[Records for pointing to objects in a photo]
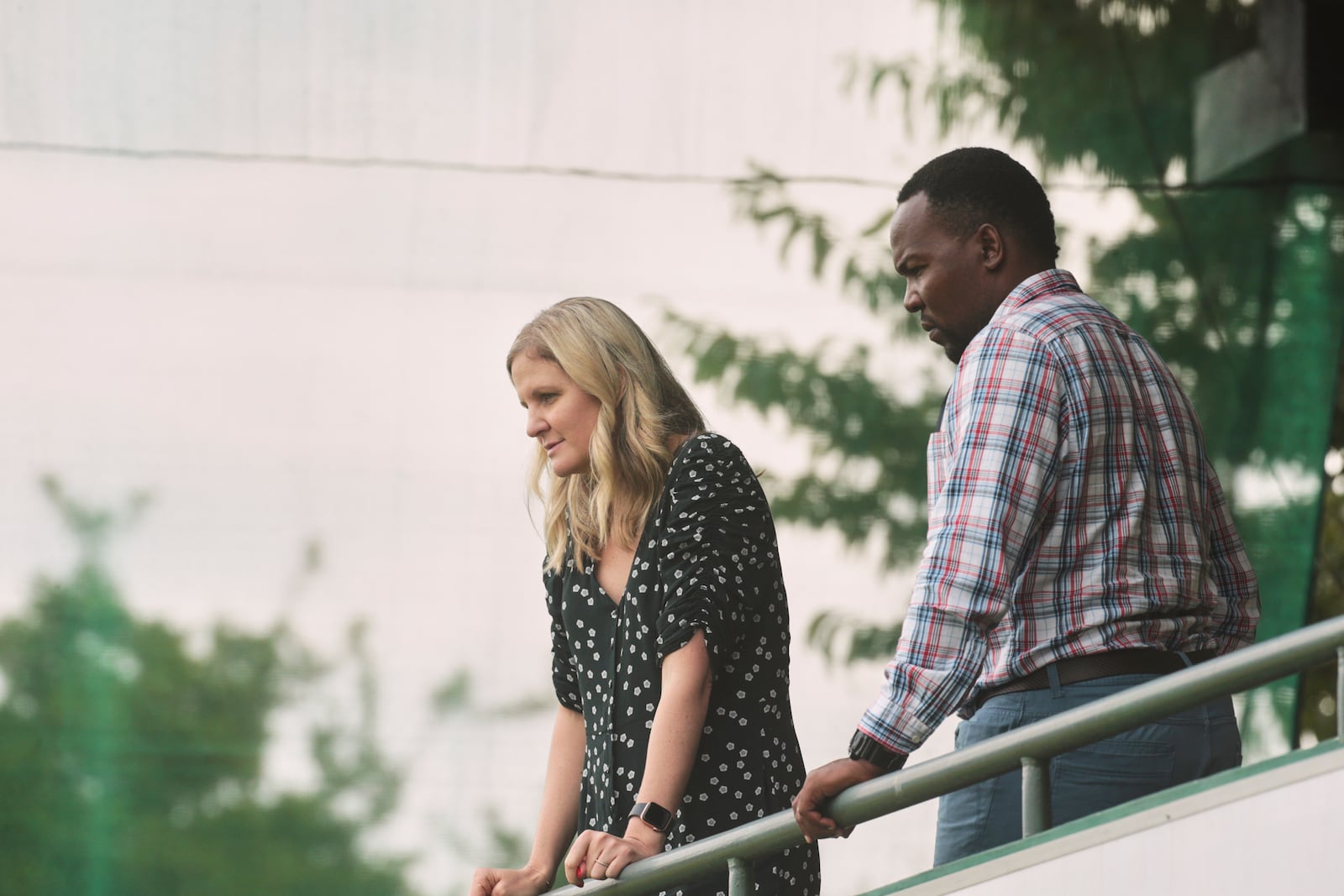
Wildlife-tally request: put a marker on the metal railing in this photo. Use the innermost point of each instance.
(1030, 747)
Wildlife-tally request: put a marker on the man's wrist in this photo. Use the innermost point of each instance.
(864, 748)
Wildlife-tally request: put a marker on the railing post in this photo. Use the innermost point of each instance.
(1035, 795)
(739, 878)
(1339, 692)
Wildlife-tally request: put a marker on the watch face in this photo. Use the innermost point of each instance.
(654, 815)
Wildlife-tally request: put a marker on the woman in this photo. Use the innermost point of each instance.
(669, 621)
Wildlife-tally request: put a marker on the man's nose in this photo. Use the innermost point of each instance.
(911, 301)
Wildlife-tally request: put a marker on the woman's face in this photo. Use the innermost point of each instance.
(559, 414)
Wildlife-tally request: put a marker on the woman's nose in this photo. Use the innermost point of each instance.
(535, 425)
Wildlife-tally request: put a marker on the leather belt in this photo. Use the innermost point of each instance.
(1099, 665)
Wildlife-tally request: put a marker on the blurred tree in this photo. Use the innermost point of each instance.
(1231, 282)
(131, 766)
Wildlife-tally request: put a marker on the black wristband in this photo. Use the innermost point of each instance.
(654, 815)
(869, 750)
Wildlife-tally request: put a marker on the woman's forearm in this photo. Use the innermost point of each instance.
(678, 721)
(558, 819)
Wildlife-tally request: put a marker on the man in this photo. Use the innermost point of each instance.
(1079, 537)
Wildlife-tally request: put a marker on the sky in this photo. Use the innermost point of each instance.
(264, 261)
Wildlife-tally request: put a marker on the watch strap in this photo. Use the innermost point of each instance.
(654, 815)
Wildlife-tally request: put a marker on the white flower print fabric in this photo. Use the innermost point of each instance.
(707, 559)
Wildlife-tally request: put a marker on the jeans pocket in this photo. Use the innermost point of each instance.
(1109, 773)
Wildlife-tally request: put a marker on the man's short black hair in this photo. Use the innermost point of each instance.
(976, 186)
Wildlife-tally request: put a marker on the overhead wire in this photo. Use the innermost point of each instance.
(617, 175)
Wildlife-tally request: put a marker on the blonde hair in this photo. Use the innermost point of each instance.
(643, 407)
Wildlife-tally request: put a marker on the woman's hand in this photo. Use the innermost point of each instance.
(598, 855)
(506, 882)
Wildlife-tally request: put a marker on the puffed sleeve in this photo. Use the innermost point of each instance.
(717, 537)
(562, 661)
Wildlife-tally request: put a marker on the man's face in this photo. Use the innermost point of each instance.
(947, 282)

*STATED GOAL*. Reproduce every line of the records above word for word, omitting the picture.

*WRITTEN ANSWER*.
Wildlife-tally request: put a marker on the metal railing in this photo. Use the innermost point of each instance.
(1030, 747)
Wildlife-tally request: put a marker on the man's wrist in this photo. Use the innermost point of each instance.
(864, 748)
Wildlife-tally request: put a marker on the railing post in this photo. Use the innermost point of each instance.
(1035, 795)
(739, 878)
(1339, 692)
Wildlife-tally request: put a marker on the watch face in this photo. Use the innermost point of each instance.
(654, 815)
Wildlife-tally request: put a marker on the woman in this photo. Use the innermost point of each instance.
(669, 621)
Wildlife-tally request: put a marker on the man's nose in this photo. Use the innermost point of each instance.
(911, 301)
Wildlife-tally request: put a marker on the woman's face in this photo. Use the innermost point of each instance.
(559, 414)
Wildlife-tally request: put a marker on the woman's nose in this photo. Use the innermost point of each instance.
(535, 425)
Wildlife-tally request: put a marker on the leather belt in this photo. Use the innermost point of each instance.
(1099, 665)
Wildlife-tally request: put a marker on the blurred tree in this photo. Use the innermost point of each instance.
(1231, 282)
(131, 766)
Wildlife-tally request: put a marker on the black wristband in this photo. Use the innermost point of each instance.
(654, 815)
(869, 750)
Wildlife-tally request: put a marker on the woman's forearm in this photo. Use the innermost point of each instance.
(678, 721)
(558, 819)
Wildlife-tally request: put a marker on the man in this photo. Use the innermost point of each instance.
(1079, 537)
Wildlife-tally request: put a marker on the sky in this photo. Use the innermost point of each instance.
(264, 261)
Wildlife-tally request: put a marker on the watch strap in this photo. Use the innermost point of each instance.
(654, 815)
Wildlife-tally request: put a marker on the white flower print fabric in this photo. Use the innermost point of each instance.
(707, 559)
Wildlife-tally request: put a marker on the jeans pocket in this photo. Use the innermost point of each instance.
(1109, 773)
Wildlife-tally request: put a marker on the man's short black hair in this photo. Use the innermost point of each instance.
(976, 186)
Wildlife-tally request: put a marker on the overhead wire in this photo. Use the innermost point of each instance.
(617, 175)
Wildlife-tally request: put a marker on the blonde hair in this photo. Use the innermost point of each instance.
(643, 407)
Wildlife-tally request: put a marker on the woman's hand in this photo. Use the innermost point of each instance.
(598, 855)
(506, 882)
Wildlife-tally request: put a marker on the puffed sleeve in this photo. Use the innermost point of each instance.
(717, 537)
(562, 661)
Wildlife-tally request: put a marker on the man's face in this photo. Use the innermost point of each instance.
(947, 282)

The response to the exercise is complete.